Rabu, 23 Oktober 2019

Kritik Terhadap Pejabat Eselon I

Kabinet Indonesia Maju baru saja diumumkan Presiden Jokowi. Yang kita perlu garisbawahi adalah keberhasilan para menteri tergantung pada sejauh mana para pejabat di sekelilingnya bisa menjalankan program-program sang menteri.

Dulu, kita ingat pernyataan mantan Menteri Pertahanan Juwono Sudarsono bahwa kualitas sumber daya manusia jajaran eselon I di Indonesia lebih hebat kualitasnya jika dibandingkan dengan Singapura namun tidak memiliki sistem kelembagaan yang baik.

Dalam sebuah diskusi yang diselenggarakan oleh Presiden University tersebut diikuti oleh kalangan bisnis di Indonesia dan luar negeri. Menurut Juwono, para eselon I di Indonesia tersebut karena tidak ada sistem kelembagaan yang baik maka mereka tidak memiliki kewenangan untuk mengambil keputusan. "Ke depan sistem kelembagaan ini harus terus dibangun dan harus dibangun lintas agama, suku maupun ras," kata Juwono.

Indonesia, tambahnya memiliki banyak keunggulan selain di bidang SDM juga sumber daya alam maupun energi. Karena itu, tambah Juwono untuk keunggulan-unggulan tersebut harus terus dipupuk dan digali. "Kita buat pulau-pulau unggulan (Cluster). Saat ini ada sekitar 30 persen pulau-pulau unggulan di Indonesia," kata Juwono.

Yang dimaksud dengan pulau unggulan adalah adanya daerah-daerah yang telah bisa mengelola dengan baik dan memiliki unggulan.

## Tugas dan Latihan
(1) Rangkumlah artikel tentang pejabat eselon I dalam dua kalimat.
(2) Sebutkan semua bidang keunggulan Indonesia yang disebutkan Juwono dalam artikel tentang pejabat eselon I.
(3) Lanjutkan artikel tentang pejabat eselon I mulai setelah kalimat terakhirnya.

## Kumpulan Data
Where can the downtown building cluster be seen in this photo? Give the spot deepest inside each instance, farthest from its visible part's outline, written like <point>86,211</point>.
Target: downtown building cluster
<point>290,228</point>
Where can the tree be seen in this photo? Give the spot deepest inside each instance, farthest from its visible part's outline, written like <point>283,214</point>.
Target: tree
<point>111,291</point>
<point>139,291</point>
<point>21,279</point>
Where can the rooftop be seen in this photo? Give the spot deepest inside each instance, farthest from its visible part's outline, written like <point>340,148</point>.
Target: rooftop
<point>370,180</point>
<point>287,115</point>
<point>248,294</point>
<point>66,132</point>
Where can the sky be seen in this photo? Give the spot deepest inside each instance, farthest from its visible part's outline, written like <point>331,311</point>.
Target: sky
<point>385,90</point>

...

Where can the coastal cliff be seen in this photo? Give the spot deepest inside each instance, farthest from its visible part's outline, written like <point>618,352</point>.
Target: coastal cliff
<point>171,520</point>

...

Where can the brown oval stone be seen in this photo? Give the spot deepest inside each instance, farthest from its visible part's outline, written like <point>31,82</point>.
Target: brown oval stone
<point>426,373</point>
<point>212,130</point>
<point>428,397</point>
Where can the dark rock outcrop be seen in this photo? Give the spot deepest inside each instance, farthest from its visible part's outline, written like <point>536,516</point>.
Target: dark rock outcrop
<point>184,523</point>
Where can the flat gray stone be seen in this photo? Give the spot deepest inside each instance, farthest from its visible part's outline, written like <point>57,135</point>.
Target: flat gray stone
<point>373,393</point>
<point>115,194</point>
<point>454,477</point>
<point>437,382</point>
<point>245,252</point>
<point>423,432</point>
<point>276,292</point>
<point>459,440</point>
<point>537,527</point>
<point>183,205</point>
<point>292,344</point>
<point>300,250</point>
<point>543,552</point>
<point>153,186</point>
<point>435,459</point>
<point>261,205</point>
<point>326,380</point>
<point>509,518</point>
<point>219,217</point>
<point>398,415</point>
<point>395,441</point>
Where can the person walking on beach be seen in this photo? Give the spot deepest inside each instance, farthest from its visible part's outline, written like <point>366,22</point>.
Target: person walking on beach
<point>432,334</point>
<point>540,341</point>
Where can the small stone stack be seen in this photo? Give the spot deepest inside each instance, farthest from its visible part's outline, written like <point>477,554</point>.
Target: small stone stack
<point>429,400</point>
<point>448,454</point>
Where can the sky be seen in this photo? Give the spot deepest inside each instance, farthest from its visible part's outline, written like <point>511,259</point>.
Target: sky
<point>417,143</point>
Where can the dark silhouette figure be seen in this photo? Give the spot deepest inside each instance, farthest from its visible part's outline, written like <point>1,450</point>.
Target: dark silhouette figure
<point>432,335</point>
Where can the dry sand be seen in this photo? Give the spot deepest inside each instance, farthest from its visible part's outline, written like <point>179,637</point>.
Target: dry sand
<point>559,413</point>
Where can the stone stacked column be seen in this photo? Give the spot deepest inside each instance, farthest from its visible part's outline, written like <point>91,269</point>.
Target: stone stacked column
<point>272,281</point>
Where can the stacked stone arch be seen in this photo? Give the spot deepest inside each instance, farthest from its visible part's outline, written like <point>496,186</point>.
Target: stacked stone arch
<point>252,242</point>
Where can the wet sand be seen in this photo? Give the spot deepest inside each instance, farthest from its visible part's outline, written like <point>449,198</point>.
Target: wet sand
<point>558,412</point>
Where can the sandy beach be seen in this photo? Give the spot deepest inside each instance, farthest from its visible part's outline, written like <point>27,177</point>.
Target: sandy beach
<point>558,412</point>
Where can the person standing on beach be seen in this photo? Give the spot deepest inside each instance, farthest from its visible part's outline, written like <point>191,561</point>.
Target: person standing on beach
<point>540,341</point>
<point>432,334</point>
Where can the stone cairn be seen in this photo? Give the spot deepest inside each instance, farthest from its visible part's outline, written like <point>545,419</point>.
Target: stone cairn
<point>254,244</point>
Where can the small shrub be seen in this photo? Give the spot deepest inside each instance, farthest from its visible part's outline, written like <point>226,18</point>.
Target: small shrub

## Kunci Jawaban
(1) Keberhasilan para menteri Kabinet Indonesia Maju bergantung pada sejauh mana pejabat di sekeliling mereka mampu menjalankan program-program menteri. Mantan Menteri Pertahanan Juwono Sudarsono menilai kualitas sumber daya manusia eselon I di Indonesia lebih hebat daripada Singapura, tetapi tanpa sistem kelembagaan yang baik mereka tidak memiliki kewenangan mengambil keputusan, sehingga sistem itu harus dibangun lintas agama, suku, dan ras.

(2) Sumber daya manusia (SDM), sumber daya alam, dan energi.

(3)
Kita angkat pernyataan Yuwono ini karena masalah pembinaan sumber daya manusia tidak begitu banyak dipedulikan oleh para pemimpin dinegeri ini. Sepertinya mereka selalu menerima tenaga kerja siap pakai yang tahu soal kepemimpinan, manajemen, dan sistem kelembagaan, padahal di lapangan banyak pejabat, apalagi orang awam, yang tidak benar-benar tahu tetek-bengek yang lengkap tentang apa itu organisasi, admisnistrasi dan bagaimana kelembagaan itu harus berjalan secara benar sehingga otomatis akan menghasilkan interaksi yang sinerji dan sinkron.

Kita berharap pemerintah serius membenahi manajemen pemerintahan, kelembagaan, baik didukung dan berjalan karena lintas agama, etnis, maupun ras, atau solidaritas korps. Yang penting serius sehingga PNS tahu benar "tupoksi"-nya dan menjadi penghayatan hidup yang menjadi bisa menular kepada publik. Bukan malah menjadi aparat negara yang mengakali rakyat, memperkaya diri sendiri, dan membuar wabah korupsi.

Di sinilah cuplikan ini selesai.